[Collected data]
◇ ◇ ◇ ◇
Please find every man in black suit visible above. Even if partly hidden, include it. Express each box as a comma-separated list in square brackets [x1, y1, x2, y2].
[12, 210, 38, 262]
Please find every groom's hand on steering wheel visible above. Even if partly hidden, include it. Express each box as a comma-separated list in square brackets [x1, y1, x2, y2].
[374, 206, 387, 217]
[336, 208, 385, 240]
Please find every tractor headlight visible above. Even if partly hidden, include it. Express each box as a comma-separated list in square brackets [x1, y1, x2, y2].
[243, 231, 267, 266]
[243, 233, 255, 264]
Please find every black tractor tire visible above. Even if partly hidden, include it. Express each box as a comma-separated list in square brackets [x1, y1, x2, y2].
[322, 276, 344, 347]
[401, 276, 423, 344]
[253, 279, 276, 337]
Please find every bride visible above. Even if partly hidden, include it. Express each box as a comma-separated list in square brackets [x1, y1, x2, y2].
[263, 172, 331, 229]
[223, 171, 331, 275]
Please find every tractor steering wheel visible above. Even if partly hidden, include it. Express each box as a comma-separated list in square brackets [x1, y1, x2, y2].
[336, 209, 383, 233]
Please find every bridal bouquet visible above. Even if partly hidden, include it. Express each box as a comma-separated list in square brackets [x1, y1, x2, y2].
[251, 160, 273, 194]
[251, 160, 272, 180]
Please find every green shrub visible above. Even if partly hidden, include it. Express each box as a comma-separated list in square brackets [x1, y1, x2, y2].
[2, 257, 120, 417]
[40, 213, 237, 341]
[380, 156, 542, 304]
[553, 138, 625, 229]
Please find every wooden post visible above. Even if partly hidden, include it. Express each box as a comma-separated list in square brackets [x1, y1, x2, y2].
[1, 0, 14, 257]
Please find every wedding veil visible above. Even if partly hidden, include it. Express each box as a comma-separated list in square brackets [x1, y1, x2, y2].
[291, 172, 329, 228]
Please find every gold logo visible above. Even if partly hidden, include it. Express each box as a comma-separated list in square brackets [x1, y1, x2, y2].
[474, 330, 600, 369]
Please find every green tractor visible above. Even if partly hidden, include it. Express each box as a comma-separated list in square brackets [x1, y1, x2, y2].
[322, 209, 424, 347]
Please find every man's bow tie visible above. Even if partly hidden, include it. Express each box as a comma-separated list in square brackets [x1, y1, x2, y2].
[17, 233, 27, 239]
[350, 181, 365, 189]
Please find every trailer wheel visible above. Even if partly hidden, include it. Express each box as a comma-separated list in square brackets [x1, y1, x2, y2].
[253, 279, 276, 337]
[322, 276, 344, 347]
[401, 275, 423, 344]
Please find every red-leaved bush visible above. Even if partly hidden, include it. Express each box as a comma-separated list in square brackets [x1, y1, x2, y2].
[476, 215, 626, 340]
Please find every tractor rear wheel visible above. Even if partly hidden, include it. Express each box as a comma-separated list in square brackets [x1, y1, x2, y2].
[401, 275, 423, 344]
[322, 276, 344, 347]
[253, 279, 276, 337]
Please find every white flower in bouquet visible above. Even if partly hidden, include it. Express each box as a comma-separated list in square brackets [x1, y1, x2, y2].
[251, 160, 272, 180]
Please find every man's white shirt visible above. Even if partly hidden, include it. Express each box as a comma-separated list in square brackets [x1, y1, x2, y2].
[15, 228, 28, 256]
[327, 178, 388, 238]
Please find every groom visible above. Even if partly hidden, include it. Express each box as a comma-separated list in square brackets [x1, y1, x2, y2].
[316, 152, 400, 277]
◇ ◇ ◇ ◇
ASSIGNED TASK: Look for the line that contains "Please find every groom visible" in the entries above. Set it down, along with all later lines, exactly as written.

TASK RESPONSE:
Please find every groom visible above. Even if partly hidden, include it. Express each box as a comma-separated list in square brackets [x1, y1, x2, y2].
[316, 152, 400, 277]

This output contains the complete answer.